Your tasks »
1. Reproduce everything in the Taryanche Bait film text from "Taryanche Bait (ताऱ्यांचे" down to "in lead roles.".
2. Answer these questions about the Taryanche Bait film text:
(a) Who is credited with the cinematography?
(b) In what language is the film made?
(c) On what date was it released?

Text block »

- Theatrical Poster
- Directed by: Kiran Yadnyopavit
- Written by: Saurabh Bhave Shailesh Dupare Kiran Yagnopavit
- Produced by: Ekta Kapoor Shobha Kapoor Neeraj Pandey Shital Bhatia Co Producer Nitin Chandrachud
- Starring: Sachin Khedekar Vinay Apte Ashwini Giri Ashmita Joglekar
- Cinematography: Sudhir Palsane
- Edited by: Shree Narayan Singh
- Music by: Nandu Ghanekar
- Production companies: ALT Entertainment Balaji Motion Pictures Friday Filmworks
- Release date: 14 April 2011;
- Country: India
- Language: Marathi

= Taryanche Bait =

Taryanche Bait (ताऱ्यांचे बेट, Island of Stars) is a 2011 Marathi film directed by Kiran Yadnyopavit starring Sachin Khedekar, Vinay Apte, Ashwini Giri and Ashmita Joglekar in lead roles.

Data records »
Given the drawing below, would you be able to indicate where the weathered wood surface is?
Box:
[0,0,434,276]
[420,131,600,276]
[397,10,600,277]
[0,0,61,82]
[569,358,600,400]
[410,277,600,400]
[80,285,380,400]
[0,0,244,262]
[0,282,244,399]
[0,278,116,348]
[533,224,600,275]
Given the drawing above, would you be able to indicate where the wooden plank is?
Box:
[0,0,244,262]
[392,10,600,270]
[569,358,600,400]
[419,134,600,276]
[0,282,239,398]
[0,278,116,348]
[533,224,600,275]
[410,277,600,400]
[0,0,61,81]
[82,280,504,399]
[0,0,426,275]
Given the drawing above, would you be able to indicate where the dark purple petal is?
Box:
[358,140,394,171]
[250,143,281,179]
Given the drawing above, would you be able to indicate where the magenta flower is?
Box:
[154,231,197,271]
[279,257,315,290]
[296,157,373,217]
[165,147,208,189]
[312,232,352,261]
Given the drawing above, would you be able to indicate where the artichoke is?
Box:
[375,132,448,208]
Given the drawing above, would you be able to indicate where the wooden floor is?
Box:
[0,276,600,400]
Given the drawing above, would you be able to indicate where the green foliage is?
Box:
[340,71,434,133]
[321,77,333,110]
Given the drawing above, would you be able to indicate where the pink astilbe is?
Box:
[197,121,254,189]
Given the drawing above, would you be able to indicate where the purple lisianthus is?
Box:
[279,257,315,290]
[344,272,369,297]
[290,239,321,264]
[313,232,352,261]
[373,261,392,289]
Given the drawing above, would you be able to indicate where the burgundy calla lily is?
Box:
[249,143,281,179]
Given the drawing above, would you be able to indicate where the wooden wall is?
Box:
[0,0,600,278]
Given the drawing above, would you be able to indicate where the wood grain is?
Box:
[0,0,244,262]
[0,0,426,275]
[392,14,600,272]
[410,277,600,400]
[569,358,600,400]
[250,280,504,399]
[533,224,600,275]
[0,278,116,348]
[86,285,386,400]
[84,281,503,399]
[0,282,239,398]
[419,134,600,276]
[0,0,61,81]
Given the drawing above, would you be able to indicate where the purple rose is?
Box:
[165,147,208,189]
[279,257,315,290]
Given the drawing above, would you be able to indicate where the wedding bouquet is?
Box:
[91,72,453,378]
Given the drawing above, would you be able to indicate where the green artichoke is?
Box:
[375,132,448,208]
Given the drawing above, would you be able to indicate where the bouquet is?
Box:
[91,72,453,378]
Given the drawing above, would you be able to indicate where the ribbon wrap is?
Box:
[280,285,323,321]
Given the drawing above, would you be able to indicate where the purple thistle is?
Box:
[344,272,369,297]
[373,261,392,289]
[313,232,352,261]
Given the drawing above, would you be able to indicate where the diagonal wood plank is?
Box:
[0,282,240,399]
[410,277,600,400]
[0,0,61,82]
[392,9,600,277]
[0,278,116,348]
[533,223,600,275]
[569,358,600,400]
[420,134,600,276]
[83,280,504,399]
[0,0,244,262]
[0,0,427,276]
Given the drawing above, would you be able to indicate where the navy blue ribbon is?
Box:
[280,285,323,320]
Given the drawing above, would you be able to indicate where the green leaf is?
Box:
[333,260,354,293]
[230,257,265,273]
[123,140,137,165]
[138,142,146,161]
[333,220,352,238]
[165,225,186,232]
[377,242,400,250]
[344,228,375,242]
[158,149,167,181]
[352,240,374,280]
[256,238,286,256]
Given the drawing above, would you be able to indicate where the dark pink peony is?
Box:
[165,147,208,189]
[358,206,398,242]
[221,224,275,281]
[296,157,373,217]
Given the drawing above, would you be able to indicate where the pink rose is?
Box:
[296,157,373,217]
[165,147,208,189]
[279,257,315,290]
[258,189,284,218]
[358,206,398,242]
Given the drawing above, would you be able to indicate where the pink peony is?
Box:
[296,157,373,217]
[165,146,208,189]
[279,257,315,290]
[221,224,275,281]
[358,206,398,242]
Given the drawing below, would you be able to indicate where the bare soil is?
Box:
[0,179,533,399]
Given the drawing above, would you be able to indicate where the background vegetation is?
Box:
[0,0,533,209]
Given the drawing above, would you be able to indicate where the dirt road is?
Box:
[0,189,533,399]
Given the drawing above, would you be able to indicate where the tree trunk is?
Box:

Answers to each task »
1.
Taryanche Bait (ताऱ्यांचे बेट, Island of Stars) is a 2011 Marathi film directed by Kiran Yadnyopavit starring Sachin Khedekar, Vinay Apte, Ashwini Giri and Ashmita Joglekar in lead roles.

2.
(a) Sudhir Palsane
(b) Marathi
(c) 14 April 2011